Exercise: Pick out every line of the material below that contains the string "hammer" and copy each one in full.

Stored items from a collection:
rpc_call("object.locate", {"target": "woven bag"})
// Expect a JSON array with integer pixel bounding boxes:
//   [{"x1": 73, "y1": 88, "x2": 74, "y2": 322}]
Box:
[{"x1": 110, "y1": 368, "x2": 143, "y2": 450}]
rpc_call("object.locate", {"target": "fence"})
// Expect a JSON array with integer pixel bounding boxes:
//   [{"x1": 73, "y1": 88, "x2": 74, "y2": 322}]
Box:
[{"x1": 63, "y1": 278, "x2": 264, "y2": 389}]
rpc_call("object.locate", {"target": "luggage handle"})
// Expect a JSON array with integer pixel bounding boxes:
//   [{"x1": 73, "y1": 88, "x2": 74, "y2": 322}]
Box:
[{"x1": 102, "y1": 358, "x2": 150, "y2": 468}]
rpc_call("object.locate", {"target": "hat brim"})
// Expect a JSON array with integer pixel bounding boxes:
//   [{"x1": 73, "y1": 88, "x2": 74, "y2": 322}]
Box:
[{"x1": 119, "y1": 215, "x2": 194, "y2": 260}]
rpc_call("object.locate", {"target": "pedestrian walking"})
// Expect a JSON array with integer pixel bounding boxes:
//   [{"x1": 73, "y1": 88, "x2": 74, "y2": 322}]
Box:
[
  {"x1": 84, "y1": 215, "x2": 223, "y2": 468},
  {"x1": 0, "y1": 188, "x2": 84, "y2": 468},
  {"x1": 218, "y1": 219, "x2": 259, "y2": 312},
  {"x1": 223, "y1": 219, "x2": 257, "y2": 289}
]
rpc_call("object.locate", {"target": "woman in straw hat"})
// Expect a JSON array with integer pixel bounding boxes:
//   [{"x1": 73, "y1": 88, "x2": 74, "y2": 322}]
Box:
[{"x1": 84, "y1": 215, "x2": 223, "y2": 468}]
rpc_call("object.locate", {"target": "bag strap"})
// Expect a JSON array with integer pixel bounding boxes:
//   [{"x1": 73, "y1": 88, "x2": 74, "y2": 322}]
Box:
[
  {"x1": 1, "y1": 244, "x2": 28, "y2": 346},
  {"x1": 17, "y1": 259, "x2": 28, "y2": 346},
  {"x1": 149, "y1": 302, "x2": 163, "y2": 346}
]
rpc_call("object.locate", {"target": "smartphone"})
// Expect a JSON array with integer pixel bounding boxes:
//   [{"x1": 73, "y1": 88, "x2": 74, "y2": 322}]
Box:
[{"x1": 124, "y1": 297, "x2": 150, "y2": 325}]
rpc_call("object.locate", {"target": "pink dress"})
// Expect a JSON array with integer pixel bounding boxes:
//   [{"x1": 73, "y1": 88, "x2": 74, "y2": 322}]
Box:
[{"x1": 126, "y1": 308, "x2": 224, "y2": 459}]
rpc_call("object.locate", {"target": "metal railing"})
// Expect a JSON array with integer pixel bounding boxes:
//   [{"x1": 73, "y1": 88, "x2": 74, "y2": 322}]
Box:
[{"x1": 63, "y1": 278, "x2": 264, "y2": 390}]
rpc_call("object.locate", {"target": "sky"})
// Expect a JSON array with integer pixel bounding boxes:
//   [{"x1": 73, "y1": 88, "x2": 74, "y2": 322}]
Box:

==

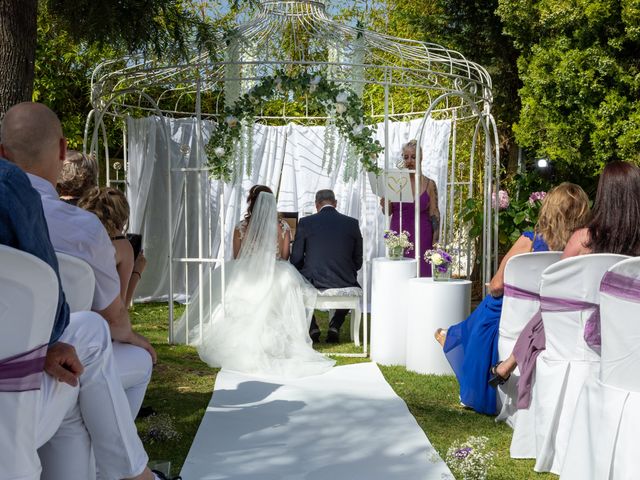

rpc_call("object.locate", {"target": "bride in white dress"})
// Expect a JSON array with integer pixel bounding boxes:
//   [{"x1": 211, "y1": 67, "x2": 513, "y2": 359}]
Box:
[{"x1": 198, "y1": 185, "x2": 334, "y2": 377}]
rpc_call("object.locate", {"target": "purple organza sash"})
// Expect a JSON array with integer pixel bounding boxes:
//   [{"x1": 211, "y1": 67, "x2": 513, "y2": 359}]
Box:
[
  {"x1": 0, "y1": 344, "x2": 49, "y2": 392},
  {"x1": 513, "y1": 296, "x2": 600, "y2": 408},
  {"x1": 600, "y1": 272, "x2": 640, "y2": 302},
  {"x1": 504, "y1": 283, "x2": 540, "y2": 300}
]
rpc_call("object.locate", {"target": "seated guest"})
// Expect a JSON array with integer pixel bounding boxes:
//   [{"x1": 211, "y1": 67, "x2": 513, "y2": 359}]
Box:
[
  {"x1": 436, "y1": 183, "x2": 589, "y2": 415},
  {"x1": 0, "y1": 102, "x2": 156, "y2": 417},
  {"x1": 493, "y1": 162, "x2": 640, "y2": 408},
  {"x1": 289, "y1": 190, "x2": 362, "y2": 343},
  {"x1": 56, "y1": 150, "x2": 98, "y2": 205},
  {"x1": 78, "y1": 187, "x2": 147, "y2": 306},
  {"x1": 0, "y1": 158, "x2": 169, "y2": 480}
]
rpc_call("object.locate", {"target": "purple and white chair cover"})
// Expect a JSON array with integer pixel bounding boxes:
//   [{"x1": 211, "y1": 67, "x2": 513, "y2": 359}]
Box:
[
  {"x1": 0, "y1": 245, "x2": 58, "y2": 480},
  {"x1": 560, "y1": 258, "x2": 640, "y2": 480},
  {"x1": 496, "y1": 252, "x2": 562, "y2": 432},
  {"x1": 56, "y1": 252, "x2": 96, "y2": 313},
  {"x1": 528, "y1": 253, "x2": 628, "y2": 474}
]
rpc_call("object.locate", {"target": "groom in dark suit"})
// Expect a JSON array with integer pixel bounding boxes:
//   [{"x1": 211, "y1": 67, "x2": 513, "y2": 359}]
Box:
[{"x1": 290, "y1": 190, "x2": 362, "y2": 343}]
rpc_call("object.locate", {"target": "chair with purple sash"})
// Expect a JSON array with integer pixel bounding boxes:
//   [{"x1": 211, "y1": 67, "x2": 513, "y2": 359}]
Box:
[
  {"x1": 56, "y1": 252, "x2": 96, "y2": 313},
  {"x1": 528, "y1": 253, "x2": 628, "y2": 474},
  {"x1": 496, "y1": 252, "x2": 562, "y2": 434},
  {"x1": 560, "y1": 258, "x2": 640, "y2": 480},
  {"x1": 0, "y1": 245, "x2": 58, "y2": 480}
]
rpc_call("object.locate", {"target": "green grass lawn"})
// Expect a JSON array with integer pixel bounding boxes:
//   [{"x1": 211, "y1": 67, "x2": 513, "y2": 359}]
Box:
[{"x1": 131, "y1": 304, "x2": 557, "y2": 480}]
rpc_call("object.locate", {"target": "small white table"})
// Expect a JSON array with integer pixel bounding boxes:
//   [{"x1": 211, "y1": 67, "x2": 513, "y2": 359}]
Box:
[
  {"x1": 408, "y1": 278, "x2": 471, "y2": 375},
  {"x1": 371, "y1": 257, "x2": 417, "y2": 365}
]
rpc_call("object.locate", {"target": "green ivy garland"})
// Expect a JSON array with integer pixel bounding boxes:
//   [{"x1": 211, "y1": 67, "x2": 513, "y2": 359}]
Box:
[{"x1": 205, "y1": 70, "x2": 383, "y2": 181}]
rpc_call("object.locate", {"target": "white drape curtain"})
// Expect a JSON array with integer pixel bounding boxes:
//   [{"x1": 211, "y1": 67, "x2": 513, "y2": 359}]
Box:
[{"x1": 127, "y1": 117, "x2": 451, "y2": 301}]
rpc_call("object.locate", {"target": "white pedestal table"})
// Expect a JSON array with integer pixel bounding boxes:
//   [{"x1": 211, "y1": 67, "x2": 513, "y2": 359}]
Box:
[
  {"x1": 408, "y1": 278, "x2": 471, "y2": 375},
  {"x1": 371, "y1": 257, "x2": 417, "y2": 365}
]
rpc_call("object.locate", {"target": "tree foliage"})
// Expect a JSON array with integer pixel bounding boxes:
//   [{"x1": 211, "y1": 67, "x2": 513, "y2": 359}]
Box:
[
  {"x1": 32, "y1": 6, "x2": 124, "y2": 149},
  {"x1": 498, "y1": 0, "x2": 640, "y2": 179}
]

---

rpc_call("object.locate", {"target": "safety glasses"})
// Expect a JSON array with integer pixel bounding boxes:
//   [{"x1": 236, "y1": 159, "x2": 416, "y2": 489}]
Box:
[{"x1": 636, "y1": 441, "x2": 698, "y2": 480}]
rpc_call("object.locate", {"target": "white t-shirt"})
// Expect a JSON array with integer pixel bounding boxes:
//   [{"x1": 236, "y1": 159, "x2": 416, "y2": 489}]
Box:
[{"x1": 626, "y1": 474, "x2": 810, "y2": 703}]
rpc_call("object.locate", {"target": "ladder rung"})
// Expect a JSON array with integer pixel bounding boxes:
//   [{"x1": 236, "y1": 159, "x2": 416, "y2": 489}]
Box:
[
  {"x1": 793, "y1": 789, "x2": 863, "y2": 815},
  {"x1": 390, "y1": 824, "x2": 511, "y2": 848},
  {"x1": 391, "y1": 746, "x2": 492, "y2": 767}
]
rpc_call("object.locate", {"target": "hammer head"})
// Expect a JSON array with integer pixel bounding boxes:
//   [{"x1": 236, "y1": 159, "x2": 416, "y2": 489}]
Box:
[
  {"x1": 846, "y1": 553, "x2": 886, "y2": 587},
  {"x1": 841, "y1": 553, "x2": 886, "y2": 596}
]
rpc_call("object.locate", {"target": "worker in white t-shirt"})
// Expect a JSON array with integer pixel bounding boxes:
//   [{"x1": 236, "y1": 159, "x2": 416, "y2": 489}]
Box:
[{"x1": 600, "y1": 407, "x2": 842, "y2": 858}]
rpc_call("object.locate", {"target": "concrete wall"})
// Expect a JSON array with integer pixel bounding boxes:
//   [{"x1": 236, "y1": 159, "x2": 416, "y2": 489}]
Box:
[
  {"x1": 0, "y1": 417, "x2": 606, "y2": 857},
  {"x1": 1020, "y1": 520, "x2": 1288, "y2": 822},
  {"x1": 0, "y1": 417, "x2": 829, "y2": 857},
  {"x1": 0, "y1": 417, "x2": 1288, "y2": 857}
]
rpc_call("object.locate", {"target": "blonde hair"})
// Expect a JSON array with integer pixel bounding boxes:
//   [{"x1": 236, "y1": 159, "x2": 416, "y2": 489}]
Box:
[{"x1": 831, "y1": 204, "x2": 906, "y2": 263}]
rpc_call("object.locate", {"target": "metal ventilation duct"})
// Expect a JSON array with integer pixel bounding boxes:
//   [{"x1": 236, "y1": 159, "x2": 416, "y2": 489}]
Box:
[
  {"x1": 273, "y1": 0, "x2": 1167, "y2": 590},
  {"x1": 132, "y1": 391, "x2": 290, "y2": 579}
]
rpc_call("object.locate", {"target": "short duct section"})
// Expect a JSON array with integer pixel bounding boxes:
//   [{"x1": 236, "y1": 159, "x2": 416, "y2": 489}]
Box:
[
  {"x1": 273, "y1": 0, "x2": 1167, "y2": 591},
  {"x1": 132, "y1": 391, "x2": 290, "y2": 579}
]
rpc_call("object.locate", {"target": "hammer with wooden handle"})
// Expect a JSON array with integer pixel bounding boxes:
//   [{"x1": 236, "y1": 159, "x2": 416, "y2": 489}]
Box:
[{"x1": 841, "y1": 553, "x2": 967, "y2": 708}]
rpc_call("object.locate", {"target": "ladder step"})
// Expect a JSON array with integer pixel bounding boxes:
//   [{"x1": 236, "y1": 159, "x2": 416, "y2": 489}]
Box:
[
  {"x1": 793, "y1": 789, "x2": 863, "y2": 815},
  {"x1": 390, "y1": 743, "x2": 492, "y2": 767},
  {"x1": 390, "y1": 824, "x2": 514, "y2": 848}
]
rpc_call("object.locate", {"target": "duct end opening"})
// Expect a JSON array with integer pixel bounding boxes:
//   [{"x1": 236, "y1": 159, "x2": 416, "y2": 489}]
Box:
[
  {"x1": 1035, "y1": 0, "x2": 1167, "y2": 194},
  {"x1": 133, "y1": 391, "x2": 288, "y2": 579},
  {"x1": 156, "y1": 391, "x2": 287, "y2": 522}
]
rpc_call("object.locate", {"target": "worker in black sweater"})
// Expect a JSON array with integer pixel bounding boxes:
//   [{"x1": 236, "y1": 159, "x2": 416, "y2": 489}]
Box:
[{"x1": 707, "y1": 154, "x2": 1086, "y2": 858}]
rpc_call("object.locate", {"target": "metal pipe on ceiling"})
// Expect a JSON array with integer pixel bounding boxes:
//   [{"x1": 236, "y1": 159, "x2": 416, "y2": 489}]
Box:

Result of the exercise:
rpc_call("object.locate", {"target": "hammer head"})
rpc_call("object.locate", {"target": "hammer with wooden handle"})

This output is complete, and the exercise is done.